=== Task description ===
Rewrite the listing as a JSON array of strings, one string per line. Start at its first line and end with the line containing "74 80 L 75 86", and leave out blank lines.

[A run of listing records]
● ● ● ● ● ● ●

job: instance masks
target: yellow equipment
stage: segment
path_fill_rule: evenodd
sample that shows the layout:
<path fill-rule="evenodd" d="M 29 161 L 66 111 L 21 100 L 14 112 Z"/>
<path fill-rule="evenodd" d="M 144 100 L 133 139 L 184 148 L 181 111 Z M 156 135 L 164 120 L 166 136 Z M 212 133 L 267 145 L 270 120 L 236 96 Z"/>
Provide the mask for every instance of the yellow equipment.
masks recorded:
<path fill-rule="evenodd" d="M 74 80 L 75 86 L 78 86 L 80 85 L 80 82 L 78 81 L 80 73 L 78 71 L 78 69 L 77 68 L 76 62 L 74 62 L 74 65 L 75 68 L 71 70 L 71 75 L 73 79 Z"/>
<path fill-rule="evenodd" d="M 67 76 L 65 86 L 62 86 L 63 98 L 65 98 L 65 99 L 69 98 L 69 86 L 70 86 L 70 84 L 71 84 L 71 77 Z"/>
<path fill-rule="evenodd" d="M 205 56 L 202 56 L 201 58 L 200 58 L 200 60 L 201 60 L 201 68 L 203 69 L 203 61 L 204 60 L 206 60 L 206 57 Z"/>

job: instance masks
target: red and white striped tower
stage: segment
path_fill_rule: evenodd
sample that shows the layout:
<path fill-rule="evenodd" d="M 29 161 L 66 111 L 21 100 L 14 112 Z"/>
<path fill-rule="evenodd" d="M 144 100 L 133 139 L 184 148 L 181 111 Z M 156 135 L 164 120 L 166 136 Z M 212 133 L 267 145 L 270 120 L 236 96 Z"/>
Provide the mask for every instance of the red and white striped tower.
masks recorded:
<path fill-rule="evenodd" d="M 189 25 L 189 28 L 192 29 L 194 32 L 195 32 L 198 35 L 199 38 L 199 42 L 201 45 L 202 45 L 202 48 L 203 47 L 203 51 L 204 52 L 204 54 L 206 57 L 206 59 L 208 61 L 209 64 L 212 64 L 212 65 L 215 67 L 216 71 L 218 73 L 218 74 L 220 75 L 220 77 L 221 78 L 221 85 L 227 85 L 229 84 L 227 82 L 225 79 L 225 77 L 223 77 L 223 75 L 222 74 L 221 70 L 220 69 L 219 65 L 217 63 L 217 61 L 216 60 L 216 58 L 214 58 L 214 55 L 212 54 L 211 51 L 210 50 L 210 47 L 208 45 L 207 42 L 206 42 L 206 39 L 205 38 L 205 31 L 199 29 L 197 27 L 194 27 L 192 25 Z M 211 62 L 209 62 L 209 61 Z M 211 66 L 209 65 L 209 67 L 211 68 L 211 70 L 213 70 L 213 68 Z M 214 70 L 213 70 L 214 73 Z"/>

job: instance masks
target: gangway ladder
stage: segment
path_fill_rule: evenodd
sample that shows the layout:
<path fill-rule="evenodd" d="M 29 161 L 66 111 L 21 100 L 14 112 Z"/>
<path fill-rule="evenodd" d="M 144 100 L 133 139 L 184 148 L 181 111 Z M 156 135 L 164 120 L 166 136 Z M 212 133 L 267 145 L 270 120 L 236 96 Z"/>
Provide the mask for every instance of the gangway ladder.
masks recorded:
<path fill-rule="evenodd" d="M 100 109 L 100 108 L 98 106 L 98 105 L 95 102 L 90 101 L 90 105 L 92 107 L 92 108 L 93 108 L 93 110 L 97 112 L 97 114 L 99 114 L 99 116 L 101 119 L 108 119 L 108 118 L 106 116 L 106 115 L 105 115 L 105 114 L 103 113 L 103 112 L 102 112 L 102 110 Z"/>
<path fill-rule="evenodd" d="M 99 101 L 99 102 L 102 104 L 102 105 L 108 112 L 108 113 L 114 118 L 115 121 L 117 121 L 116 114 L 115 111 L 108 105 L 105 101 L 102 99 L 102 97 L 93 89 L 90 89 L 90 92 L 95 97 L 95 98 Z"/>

● ● ● ● ● ● ●

=== Finished answer ===
[
  "job: instance masks",
  "target: yellow equipment",
  "stage: segment",
  "path_fill_rule: evenodd",
  "sample that shows the layout:",
  "<path fill-rule=\"evenodd\" d=\"M 29 161 L 66 111 L 21 100 L 14 112 Z\"/>",
  "<path fill-rule=\"evenodd\" d=\"M 144 100 L 133 139 L 184 148 L 181 111 Z M 156 135 L 164 120 L 166 136 Z M 212 133 L 267 145 L 270 120 L 236 96 Z\"/>",
  "Provide the mask for every instance of the yellow equipment.",
  "masks recorded:",
  "<path fill-rule=\"evenodd\" d=\"M 74 80 L 75 86 L 78 86 L 80 85 L 80 82 L 78 81 L 80 73 L 78 71 L 78 69 L 77 68 L 76 62 L 74 62 L 74 65 L 75 68 L 71 70 L 71 75 L 73 79 Z\"/>"
]